___ Excerpted text

2. Articles! Er, my original goal was to finish revisions on the article I had accepted, get another chapter article-ized and off to a journal, and maybe work on turning a non-dissertation-related conference paper into an article. Except I finished the first two of those this week. Well, I'm doing very well on my goals, aren't I?

3. Chapters! My goal is to have a complete dissertation draft by September 1; that will require, er, a frightening lot of writing. As in, a chapter and a half, and the whole chapter still has a lot of missing fieldwork to do. But I have a plan. And a lot of vodka in the freezer. I'm sure that will help.

4. Reading! I swear, during the semester, I only read what I've assigned my students and things that are immediately relevant to what I'm working on (and very little of that). This summer, I'm aiming for big-picture reading. I've got Manuel Castells's The Politics of Identity to finish, which is related to the chapter I'm trying desperately to get done. I'm intrigued by the work of Mohammed Abed al-Jabri, and have his Democracy, Human Rights and Law in Islamic Thought out from the library. (Half-wondering if there's an article in comparing his work to Habermas's, and I haven't even read him yet.) I also have Foucault's Archeology of Knowledge that I started last summer, fell in love with, and then ran out of time to read through. But the prospect of reading Foucault on the beach makes me happy. And there will be other things that dribble through.

______
___ Data

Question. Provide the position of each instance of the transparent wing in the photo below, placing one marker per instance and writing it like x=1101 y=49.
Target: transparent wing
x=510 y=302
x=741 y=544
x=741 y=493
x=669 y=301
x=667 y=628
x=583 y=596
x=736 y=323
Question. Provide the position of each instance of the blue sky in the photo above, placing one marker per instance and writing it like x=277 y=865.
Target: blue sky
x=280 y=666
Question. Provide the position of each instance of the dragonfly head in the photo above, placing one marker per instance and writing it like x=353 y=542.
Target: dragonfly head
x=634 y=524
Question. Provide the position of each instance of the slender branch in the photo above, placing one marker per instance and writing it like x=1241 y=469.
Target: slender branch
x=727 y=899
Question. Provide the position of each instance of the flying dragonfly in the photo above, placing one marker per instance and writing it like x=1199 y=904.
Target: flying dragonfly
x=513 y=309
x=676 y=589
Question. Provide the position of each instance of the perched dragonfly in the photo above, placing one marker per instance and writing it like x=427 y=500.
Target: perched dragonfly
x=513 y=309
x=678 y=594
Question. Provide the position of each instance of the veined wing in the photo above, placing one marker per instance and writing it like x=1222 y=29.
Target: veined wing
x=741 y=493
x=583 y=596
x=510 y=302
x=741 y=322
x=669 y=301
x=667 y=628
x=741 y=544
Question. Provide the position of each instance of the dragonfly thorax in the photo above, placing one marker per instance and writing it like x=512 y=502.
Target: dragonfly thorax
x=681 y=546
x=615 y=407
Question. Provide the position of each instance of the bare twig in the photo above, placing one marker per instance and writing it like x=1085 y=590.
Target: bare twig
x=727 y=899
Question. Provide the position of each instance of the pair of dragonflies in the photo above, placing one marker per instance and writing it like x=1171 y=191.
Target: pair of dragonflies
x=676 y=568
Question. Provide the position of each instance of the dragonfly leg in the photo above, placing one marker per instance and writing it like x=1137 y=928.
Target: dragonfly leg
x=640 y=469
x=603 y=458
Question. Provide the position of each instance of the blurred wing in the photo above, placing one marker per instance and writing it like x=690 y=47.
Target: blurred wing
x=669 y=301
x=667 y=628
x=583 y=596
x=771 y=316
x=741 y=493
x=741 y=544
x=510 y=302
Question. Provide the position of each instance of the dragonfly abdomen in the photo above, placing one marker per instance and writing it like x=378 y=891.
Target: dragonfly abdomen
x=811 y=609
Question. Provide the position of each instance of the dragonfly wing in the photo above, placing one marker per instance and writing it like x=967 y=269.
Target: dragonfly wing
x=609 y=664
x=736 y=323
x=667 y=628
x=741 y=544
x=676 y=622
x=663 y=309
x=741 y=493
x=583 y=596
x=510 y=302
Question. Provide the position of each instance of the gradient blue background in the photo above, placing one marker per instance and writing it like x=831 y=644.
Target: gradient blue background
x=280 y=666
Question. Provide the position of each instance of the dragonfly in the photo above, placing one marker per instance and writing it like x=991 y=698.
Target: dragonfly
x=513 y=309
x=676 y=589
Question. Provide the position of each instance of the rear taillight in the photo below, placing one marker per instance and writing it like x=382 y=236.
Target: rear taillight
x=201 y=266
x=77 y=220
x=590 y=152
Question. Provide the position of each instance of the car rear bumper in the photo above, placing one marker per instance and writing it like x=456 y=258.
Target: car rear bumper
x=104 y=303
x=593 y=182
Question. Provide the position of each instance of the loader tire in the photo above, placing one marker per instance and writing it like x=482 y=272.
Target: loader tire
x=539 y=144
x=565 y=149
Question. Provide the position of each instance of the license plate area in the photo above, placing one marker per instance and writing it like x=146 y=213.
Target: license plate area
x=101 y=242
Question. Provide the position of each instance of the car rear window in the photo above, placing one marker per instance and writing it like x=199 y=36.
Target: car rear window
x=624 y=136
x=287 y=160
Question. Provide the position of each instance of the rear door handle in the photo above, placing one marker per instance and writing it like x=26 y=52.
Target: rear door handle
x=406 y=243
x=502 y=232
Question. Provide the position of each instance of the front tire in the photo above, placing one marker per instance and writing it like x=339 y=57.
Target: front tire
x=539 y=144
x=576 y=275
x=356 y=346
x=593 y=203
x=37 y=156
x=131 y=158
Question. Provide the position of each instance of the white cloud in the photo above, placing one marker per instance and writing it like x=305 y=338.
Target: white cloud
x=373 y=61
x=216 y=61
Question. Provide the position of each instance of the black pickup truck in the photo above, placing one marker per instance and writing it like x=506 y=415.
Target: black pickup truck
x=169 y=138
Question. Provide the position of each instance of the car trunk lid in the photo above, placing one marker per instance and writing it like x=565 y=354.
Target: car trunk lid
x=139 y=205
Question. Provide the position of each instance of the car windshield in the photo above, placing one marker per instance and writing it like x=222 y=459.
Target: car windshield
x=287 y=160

______

• [Exercise set]
A. Quote the stretch of the post on summer goals from "2. Articles! Er, my" through "goals, aren't I?".
B. List every author the post on summer goals mentions by name.
C. For each statement, say whether it agrees with the post on summer goals, and quote the words that decide it: (i) The writer wants a complete dissertation draft by September 1. (ii) The writer finished reading Archeology of Knowledge last summer. (iii) The writer's copy of the al-Jabri book comes from the library.
The collected data is separate material that stands apart from the post on summer goals.

• [Replies]
A.
2. Articles! Er, my original goal was to finish revisions on the article I had accepted, get another chapter article-ized and off to a journal, and maybe work on turning a non-dissertation-related conference paper into an article. Except I finished the first two of those this week. Well, I'm doing very well on my goals, aren't I?

B. Manuel Castells, Mohammed Abed al-Jabri, Habermas, Foucault

C.
(i) Yes: "My goal is to have a complete dissertation draft by September 1"
(ii) No: "started last summer, fell in love with, and then ran out of time to read through"
(iii) Yes: "have his Democracy, Human Rights and Law in Islamic Thought out from the library"